◆ **PROBLEM DETAILS**: Reproduce the rows below word for word, from their first line through the line containing "fill_rule: evenodd", with that line included.

(Entries from a dataset)

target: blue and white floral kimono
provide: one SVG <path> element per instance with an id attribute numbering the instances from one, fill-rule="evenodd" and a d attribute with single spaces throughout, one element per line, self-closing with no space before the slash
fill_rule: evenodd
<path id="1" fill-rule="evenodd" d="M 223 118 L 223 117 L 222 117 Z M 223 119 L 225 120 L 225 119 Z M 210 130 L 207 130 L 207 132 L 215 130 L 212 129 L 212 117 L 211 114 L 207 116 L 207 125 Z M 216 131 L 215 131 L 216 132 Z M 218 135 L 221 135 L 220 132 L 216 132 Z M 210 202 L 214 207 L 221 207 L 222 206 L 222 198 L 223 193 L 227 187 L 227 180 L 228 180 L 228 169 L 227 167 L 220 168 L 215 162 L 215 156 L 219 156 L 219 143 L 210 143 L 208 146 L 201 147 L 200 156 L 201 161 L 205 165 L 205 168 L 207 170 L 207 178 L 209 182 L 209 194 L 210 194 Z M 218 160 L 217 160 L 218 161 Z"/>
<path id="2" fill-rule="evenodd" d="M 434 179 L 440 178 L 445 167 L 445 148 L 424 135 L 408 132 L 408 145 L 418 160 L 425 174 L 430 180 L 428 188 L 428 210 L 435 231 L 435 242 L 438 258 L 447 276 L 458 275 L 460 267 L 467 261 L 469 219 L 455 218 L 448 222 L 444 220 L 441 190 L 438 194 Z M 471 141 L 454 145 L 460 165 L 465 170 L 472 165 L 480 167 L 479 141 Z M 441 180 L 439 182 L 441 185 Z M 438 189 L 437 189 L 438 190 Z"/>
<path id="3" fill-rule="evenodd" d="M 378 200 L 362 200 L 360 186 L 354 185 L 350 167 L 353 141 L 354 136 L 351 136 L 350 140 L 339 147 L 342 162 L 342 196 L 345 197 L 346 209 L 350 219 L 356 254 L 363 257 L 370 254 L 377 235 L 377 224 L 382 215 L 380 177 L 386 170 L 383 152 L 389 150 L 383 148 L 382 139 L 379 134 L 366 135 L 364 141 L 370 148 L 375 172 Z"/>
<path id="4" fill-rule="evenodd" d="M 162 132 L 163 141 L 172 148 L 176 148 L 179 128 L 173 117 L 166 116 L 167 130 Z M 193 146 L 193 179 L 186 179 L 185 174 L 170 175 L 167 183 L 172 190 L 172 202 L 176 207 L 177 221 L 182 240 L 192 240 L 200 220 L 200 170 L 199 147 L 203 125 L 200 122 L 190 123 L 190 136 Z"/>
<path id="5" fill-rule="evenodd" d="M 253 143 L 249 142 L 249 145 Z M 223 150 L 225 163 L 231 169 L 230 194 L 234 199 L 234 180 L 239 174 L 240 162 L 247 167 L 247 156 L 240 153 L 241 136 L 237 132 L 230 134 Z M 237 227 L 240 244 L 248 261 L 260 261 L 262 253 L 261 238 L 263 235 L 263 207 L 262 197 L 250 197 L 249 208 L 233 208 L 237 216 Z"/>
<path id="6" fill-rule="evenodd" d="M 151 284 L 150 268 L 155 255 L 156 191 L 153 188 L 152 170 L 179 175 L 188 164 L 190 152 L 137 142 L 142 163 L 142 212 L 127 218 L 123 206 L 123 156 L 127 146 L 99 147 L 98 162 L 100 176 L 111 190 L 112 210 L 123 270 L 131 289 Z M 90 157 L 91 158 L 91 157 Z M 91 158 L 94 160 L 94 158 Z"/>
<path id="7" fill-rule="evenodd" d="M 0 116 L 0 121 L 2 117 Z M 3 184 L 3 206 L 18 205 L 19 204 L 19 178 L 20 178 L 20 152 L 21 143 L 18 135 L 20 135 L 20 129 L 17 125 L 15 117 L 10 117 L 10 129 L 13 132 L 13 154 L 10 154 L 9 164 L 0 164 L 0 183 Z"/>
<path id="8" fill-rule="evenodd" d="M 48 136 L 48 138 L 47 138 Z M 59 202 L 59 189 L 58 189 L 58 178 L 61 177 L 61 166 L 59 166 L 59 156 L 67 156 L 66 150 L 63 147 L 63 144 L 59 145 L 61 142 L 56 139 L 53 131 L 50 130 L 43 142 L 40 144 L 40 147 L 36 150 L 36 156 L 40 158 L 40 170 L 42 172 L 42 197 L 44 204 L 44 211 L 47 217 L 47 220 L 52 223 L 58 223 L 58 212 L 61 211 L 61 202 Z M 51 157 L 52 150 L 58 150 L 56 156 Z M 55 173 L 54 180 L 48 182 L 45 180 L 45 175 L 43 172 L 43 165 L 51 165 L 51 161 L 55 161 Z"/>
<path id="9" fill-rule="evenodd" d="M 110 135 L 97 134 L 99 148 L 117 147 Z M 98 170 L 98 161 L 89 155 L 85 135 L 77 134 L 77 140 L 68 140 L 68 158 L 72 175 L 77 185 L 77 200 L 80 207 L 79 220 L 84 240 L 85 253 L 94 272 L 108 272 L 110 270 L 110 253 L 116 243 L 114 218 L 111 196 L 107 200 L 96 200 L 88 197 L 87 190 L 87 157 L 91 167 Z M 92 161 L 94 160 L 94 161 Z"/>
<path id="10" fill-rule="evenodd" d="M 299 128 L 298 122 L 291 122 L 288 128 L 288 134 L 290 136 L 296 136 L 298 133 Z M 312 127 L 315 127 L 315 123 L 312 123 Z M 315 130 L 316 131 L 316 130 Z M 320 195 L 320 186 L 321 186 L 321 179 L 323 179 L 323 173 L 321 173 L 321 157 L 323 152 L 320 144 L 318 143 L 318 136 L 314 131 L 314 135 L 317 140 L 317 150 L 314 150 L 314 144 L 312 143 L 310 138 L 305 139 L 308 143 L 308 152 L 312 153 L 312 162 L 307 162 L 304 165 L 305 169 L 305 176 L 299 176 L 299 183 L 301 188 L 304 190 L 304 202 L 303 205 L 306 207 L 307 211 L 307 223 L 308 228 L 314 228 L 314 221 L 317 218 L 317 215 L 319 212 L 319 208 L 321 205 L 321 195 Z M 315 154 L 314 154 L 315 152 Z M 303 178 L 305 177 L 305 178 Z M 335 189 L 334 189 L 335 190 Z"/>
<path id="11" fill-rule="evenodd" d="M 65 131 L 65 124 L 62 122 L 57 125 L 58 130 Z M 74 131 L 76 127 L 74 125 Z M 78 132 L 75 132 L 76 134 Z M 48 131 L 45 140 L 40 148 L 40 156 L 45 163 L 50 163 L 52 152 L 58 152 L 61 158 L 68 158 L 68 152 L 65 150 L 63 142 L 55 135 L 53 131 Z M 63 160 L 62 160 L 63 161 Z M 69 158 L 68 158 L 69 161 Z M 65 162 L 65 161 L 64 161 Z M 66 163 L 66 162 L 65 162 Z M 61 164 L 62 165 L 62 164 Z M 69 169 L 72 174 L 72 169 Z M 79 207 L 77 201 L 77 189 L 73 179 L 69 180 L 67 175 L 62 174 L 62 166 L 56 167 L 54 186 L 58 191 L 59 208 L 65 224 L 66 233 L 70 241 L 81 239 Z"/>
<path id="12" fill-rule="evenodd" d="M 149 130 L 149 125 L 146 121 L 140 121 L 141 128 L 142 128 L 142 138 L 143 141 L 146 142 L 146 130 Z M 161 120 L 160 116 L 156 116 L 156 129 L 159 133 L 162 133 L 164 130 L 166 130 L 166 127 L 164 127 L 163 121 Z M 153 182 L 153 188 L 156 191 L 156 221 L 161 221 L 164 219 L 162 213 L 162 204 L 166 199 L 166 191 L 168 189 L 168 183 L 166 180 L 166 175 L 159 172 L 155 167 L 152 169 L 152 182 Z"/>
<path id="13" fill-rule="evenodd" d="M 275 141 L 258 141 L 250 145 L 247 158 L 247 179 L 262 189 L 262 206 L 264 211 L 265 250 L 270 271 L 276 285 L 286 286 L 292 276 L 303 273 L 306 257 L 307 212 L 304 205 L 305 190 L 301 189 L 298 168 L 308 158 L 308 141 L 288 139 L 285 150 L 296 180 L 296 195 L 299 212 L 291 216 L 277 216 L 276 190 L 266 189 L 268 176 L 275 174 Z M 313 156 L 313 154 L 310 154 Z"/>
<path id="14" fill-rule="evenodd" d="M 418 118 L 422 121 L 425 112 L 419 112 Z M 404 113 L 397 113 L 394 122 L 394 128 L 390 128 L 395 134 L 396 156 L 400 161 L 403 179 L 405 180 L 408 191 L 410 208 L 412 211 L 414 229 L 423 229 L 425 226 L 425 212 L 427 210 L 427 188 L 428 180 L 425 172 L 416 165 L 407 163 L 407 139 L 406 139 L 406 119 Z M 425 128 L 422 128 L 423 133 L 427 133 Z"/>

◆ **OUTPUT OF THE EXERCISE**:
target: blue and white floral kimono
provide: one SVG <path> element per instance with an id attribute numbering the instances from one, fill-rule="evenodd" and a d attribute with single spaces throughout, one element per line, self-closing with no space before the slash
fill_rule: evenodd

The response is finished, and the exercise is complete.